Texto fornecido:
☆ ☆ ☆
Atos falhos
Pedro J. Bondaczuk
O erro é a coisa mais
democrática que existe no mundo, disse um pensador, cujo nome não
me lembro. Alguns são cometidos por falta de conhecimento, outros
por mau planejamento, outros ainda, por desleixo, etc. Os motivos
variam. Mas há os chamados "atos falhos". Ou seja, aqueles
cometidos quando a pessoa tem convicção de estar fazendo as coisas
de maneira certa, mas não está. Por uma dessas traições do
subconsciente, faz uma inadequada associação de ideias, com
resultados quase sempre desastrosos ou, no mínimo, constrangedores.
Em minha função de editor, trabalhando contra o relógio e com
escassa margem de tempo para raciocinar, às vezes dava desses
escorregões.
Como meu trabalho era público,
passava pelo crivo diário de milhares de leitores, quando havia
algum erro, este imediatamente ressaltava. Não havia como esconder.
E o constrangimento era enorme. Foi o que aconteceu em 2 de fevereiro
de 1995 com uma notícia sobre a morte do ator, cantor, bailarino e
diretor de cinema Gene Kelly. O filme que o celebrizou, entre tantos
que fez, foi "Cantando na Chuva". Trata-se de um clássico
de Hollywood. Assisti-o pelo menos vinte vezes, sempre com o mesmo
interesse, já que é uma verdadeira obra-prima da Sétima Arte.
Tenho-o em casa, gravado em vídeo, e de vez em quando torno a
assisti-lo.
Pois bem, quando Gene Kelly
morreu, eu quis fazer uma manchete diferente. Em vez de citar seu
nome, como todos fazem em caso de notícias de morte, pensei em
mencionar o trabalho que marcou a sua trajetória na vida artística.
Lembro-me que foi em uma sexta-feira, dia bastante atribulado em
qualquer redação de jornal. Minha edição estava atrasada e já
havia cobranças para que eu liberasse a página. Na hora da
titulação, não tive dúvidas. Manchetei: "Morre o bailarino
de 'Dançando na chuva'". Claro que estava errado. Fui traído
por um ato falho, em uma informação que conhecia de sobejo, em cada
detalhe.
☆ ☆ ☆
Linhas de dados:

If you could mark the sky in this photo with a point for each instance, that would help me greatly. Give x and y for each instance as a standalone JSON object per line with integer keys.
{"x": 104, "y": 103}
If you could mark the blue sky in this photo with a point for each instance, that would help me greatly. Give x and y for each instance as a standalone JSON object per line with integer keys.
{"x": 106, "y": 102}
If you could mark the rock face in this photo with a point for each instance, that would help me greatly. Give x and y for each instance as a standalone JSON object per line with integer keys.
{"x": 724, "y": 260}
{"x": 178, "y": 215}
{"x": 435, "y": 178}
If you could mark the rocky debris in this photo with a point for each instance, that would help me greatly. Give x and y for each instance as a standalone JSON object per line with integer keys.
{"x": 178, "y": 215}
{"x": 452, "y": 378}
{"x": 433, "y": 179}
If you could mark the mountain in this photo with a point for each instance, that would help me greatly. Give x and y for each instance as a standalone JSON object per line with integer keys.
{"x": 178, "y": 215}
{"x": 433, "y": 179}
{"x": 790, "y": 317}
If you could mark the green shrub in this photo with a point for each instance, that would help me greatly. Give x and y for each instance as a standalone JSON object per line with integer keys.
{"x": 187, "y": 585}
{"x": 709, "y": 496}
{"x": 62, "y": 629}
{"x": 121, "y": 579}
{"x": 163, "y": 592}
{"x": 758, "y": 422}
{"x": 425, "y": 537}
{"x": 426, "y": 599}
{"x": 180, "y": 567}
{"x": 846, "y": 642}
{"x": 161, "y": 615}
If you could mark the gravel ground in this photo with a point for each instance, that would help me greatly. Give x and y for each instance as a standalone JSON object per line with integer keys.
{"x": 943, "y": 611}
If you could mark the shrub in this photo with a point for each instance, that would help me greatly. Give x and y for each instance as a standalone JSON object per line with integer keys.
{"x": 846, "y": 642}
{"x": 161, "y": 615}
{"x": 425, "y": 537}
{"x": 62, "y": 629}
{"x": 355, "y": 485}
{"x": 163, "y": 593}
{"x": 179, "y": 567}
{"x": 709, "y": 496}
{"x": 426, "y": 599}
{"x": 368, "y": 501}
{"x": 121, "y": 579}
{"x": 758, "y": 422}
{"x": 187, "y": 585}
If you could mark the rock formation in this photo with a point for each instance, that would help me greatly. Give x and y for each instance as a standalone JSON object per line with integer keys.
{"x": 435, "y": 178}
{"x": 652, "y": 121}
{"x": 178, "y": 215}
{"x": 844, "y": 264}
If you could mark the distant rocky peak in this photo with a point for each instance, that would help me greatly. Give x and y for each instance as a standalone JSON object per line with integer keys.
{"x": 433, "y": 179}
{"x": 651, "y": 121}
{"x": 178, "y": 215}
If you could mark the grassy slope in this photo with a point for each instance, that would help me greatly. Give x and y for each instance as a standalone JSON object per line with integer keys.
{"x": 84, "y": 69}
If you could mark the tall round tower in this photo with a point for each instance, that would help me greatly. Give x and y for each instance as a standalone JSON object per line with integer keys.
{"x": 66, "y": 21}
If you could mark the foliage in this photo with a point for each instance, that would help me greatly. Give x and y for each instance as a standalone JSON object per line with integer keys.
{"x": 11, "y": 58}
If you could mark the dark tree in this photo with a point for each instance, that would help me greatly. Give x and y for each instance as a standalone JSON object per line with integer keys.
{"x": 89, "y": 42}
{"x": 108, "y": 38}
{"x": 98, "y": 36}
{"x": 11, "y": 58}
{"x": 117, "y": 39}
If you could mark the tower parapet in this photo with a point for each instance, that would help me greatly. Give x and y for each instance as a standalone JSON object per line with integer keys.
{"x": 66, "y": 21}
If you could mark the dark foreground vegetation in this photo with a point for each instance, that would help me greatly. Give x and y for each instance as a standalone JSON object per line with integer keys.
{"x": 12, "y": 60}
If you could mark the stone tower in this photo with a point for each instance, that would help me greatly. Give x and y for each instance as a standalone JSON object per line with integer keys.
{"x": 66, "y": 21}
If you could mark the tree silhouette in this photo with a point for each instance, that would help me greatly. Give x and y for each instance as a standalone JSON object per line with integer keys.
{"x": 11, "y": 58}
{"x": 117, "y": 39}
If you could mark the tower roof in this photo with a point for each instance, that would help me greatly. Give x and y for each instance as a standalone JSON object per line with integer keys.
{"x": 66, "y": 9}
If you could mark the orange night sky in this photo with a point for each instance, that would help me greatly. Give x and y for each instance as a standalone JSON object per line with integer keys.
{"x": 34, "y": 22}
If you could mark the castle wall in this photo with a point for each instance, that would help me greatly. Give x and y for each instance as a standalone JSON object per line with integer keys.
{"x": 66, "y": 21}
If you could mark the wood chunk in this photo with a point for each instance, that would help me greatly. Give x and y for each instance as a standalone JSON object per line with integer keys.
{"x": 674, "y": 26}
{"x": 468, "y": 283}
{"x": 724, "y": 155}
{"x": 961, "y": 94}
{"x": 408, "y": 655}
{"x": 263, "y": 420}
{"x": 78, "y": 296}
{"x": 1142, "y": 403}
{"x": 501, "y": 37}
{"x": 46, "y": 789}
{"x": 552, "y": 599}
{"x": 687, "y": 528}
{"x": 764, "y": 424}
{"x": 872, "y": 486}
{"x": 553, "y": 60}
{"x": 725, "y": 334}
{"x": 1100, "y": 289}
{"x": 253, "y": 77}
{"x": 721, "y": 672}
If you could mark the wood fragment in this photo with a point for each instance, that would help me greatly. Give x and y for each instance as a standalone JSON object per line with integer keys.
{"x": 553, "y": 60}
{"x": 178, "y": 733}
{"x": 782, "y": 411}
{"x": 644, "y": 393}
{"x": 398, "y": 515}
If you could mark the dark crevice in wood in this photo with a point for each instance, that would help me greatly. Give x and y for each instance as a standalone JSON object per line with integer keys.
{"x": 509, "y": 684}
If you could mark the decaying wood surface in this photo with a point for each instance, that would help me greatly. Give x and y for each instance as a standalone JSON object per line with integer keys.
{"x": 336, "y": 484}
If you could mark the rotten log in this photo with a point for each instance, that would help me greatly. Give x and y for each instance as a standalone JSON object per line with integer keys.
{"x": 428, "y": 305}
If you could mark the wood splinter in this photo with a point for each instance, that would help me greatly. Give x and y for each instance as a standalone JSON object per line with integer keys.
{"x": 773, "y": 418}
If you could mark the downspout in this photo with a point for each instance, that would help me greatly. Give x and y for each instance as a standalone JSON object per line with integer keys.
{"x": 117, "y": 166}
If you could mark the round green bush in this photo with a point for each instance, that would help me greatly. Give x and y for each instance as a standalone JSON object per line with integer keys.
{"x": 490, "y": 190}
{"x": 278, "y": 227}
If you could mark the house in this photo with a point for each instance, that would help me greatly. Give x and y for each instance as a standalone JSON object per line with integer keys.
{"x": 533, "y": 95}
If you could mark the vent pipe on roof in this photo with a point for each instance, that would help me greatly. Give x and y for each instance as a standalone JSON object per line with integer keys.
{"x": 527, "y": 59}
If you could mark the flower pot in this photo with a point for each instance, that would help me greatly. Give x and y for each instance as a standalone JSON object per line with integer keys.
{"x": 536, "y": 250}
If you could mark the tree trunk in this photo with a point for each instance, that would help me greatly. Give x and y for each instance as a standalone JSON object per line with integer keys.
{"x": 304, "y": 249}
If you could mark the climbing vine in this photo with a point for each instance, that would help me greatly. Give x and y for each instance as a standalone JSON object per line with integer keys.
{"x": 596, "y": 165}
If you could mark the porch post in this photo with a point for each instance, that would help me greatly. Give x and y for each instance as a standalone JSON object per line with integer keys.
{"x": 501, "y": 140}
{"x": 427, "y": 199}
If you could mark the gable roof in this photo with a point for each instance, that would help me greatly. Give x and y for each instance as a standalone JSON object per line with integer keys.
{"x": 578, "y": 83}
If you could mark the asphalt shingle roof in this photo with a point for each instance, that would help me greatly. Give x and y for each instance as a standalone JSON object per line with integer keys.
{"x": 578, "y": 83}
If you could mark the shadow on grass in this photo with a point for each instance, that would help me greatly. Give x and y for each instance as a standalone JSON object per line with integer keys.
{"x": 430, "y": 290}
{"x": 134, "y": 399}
☆ ☆ ☆
Tarefa 1:
Segundo a crônica sobre atos falhos, por que os erros do autor como editor apareciam logo e não podiam ser escondidos?
Tarefa 2:
Escreva a continuação da crônica sobre atos falhos, começando logo após a última frase.

Resposta 1:
Porque o trabalho dele era público e passava todos os dias pelo crivo de milhares de leitores. Assim, qualquer erro ressaltava imediatamente.

Resposta 2:
Como se tratava de um
dançarino, aquele que ao lado de Fred Astaire popularizou no mundo
todo a dança popular, meu subconsciente se deixou levar por isso.
Bastava que eu me lembrasse da trilha sonora, "Singing in the
rain", para que colocasse o nome correto do filme em minha
manchete. E este, sem dúvida, é "Cantando na chuva". Foi
uma das grandes frustrações da minha carreira de editor, embora
cada erro fosse como que uma ferida no ego e, consequentemente, no
prestígio.
Mas não é somente na vida
profissional que os atos falhos acontecem. Na pessoal ocorrem até
com maior frequência. Tempos atrás, quando morava em São Caetano
do Sul, estava à procura de emprego para suplementar o salário que
recebia como radialista. Como trabalhava na madrugada, tinha todo o
período da tarde livre e achava um desperdício não preencher esse
tempo com uma atividade remunerada. Conversando com o pessoal da
Turma do Rapa --- sobre a qual já escrevi em uma das crônicas
anteriores --- o Zé Gordo disse que tinha um conhecido que ocupava
um alto cargo em uma empresa, que me poderia arranjar o trabalho que
eu estava procurando.
Conversa vai, conversa vem,
meu amigo descreveu-me o sujeito com o qual eu deveria falar. Disse,
entre outras coisas, que o tal conhecido seu tinha os dentes saltados
para fora e que se sentia complexado por isso. Era chamado pelas
costas de "Dentinho", apelido que abominava e o tirava do
sério. Lembro-me que o Zé Gordo ainda me recomendou: "Vê se
não o chama dessa forma, pois além de não conseguir o emprego, é
capaz de você receber ainda algumas bolachas".
"Claro que não! Não sou
burro!", respondi-lhe irritado. No dia combinado, apareci na
firma, um escritório de representações, à procura do tal sujeito.
O guarda encaminhou-me diretamente à sua sala. Entrei, sentei-me,
esperei que desligasse o telefone e me desse atenção. Assim que
isso aconteceu, entreguei-lhe o bilhete do Zé Gordo. Mas não
conseguia tirar os olhos da sua boca. Mais especificamente de seus
dentes saltados. Seu nome era Dirceu. Não me lembrava na hora do
sobrenome, mas não importava. O sujeito fez-me uma série de
perguntas sobre o que eu sabia fazer, além de locução de rádio,
quanto queria ganhar e coisas desse tipo. Saiu por duas vezes da sala
com meus documentos e, por fim, disse que eu estava admitido.
Recomendou que passasse
naquele mesmo dia --- era uma quarta-feira --- no Departamento de
Pessoal e começasse a trabalhar já na segunda-feira. Fiquei
eufórico. Precisava daquele trabalho como ninguém, embora não
quisesse largar o rádio. O horário combinado era o ideal.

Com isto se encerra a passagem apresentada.